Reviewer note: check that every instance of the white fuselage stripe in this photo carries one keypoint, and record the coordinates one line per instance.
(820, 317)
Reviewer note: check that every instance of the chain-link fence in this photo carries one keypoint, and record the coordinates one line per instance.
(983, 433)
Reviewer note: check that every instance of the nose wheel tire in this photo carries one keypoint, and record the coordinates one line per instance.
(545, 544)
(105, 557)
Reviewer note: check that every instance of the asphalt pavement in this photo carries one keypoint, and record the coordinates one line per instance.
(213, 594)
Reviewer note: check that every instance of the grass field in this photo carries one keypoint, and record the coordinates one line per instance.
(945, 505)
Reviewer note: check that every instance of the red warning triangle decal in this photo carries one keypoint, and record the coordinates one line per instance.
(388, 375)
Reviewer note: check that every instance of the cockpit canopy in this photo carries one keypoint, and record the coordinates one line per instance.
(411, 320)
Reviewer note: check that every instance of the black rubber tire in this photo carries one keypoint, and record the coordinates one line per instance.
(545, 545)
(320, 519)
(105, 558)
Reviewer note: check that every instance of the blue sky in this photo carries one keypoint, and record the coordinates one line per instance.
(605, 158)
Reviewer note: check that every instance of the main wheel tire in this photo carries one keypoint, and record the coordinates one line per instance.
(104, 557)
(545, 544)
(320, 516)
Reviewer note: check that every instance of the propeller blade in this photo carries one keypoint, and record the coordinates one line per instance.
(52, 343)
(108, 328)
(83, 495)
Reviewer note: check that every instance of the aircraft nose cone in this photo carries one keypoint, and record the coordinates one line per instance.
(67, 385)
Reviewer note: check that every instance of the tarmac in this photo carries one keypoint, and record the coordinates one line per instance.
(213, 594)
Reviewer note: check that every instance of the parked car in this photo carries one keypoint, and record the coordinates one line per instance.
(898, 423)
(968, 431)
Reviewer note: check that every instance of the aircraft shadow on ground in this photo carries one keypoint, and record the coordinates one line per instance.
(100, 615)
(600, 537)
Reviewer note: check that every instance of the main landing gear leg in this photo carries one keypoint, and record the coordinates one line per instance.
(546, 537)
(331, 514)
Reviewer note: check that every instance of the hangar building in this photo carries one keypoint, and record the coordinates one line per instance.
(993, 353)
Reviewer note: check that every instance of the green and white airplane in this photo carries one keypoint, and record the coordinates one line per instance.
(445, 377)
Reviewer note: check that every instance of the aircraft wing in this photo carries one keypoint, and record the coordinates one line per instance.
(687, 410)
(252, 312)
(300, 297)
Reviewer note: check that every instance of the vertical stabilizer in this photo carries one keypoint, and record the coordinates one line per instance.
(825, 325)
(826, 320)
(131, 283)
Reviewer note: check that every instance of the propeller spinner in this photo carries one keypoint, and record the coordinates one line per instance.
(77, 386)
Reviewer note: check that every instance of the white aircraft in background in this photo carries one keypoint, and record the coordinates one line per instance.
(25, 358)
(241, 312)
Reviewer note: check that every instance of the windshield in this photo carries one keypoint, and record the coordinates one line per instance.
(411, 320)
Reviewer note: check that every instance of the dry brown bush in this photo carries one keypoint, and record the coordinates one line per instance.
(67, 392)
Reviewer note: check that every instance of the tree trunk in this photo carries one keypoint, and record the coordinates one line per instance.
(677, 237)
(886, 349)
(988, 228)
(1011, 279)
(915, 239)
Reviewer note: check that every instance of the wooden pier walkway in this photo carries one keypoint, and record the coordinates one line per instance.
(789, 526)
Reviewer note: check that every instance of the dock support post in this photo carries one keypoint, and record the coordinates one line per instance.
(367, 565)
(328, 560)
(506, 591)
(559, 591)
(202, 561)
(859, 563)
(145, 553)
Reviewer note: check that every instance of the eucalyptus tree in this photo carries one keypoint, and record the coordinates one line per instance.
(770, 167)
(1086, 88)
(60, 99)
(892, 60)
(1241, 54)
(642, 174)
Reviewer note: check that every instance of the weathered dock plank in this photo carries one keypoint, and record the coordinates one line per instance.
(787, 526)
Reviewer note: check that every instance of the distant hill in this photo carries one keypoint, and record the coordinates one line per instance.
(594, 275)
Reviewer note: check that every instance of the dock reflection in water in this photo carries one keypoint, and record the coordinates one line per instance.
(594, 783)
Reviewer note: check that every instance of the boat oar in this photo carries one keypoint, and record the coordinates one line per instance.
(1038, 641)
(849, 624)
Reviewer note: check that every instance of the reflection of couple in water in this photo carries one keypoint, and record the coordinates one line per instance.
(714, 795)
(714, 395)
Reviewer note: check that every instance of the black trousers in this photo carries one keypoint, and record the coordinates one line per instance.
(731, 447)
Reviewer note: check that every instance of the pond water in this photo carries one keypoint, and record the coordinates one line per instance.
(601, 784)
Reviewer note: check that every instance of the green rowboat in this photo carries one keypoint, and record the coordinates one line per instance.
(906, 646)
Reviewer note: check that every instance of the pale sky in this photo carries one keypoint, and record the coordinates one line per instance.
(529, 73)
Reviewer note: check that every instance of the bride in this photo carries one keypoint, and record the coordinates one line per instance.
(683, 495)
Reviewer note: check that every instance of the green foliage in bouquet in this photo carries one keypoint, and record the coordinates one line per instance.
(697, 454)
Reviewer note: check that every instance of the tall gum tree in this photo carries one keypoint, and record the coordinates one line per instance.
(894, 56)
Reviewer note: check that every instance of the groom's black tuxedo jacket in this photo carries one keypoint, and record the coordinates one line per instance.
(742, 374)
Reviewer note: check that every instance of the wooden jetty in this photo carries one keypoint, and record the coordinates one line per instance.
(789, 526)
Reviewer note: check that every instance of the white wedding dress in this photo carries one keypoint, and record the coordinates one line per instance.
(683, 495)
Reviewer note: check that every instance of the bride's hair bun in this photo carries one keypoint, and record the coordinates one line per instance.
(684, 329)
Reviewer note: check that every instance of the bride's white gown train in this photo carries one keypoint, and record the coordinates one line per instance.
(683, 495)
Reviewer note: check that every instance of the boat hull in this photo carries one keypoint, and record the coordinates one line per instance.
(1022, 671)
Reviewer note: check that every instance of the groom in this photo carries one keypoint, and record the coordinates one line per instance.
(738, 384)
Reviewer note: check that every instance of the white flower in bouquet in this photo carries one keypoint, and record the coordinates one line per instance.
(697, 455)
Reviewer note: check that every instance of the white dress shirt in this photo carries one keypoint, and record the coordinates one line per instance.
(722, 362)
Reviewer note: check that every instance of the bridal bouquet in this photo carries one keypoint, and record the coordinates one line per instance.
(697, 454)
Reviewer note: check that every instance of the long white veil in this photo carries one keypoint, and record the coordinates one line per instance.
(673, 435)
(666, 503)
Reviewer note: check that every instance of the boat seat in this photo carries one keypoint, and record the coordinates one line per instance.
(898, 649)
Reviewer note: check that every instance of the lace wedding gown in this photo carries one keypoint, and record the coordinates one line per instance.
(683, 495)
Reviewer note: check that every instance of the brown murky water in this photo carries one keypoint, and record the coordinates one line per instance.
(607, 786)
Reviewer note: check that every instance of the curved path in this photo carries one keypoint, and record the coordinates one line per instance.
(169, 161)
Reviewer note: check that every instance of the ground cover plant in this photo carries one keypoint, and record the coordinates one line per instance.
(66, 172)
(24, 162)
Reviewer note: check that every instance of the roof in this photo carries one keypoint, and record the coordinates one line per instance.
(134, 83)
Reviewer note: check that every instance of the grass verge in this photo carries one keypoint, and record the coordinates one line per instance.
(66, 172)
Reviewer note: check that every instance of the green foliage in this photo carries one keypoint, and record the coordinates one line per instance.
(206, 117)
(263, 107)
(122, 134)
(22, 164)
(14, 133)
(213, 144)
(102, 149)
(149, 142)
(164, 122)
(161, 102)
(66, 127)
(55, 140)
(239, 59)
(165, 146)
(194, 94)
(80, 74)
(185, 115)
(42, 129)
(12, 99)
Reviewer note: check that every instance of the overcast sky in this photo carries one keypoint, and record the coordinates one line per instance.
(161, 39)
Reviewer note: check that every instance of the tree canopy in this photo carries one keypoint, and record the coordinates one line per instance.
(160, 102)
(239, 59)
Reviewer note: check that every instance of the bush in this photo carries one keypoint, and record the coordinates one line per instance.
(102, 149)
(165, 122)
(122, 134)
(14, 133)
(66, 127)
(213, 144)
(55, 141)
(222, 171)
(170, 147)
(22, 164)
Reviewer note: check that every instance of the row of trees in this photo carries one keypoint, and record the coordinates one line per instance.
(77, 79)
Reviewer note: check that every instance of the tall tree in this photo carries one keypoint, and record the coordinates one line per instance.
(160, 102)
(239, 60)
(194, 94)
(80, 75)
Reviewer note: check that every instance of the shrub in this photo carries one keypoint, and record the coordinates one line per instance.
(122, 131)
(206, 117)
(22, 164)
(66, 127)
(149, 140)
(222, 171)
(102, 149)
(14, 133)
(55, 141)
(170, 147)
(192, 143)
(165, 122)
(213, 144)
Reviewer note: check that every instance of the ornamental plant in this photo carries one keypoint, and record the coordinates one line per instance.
■ ■ ■
▶ _Brief_:
With the line containing "foliage in this" as the start and the last line of the entries as the end, print that whole span exactly.

▶ _Answer to the problem_:
Reviewer note: check that every instance of the green foliage in this photo carries one keypoint, and record the coordinates one line per instance.
(206, 117)
(263, 107)
(122, 134)
(22, 164)
(14, 133)
(213, 144)
(102, 149)
(149, 142)
(164, 122)
(161, 102)
(66, 127)
(55, 140)
(239, 59)
(165, 146)
(194, 94)
(80, 74)
(185, 115)
(42, 129)
(12, 99)
Reviewer note: check that every instance of the overcast sky in this photo carries one keypoint, and record the coordinates one line per instance.
(161, 39)
Reviewer note: check that every instance of the tree canopy in this photo carries one keypoint, and record the coordinates one line per instance.
(160, 102)
(239, 59)
Reviewer note: check that every instance of the bush in this photo carries one keypoint, and record the coordinates one line per instance.
(102, 149)
(165, 122)
(122, 134)
(14, 133)
(66, 127)
(213, 144)
(55, 141)
(222, 171)
(170, 147)
(22, 164)
Reviewer note: check that every instance of the row of trees in this photo carries one keypoint, and record the coordinates one line per instance.
(77, 79)
Reviewer note: check that every instance of the tall tree in this photo carries one keypoint, and record the coordinates one line per instance.
(160, 102)
(239, 60)
(194, 94)
(80, 75)
Reviewer note: check that every instance of the shrub in this photo carries one keypoint, and record the coordinates one line per instance.
(122, 131)
(206, 117)
(22, 164)
(66, 127)
(149, 140)
(222, 171)
(102, 149)
(14, 133)
(55, 141)
(170, 147)
(192, 143)
(165, 122)
(213, 144)
Reviewer note: check that every instance of the ornamental plant in this photo carries one keypoint, and record the coordinates one line per instance.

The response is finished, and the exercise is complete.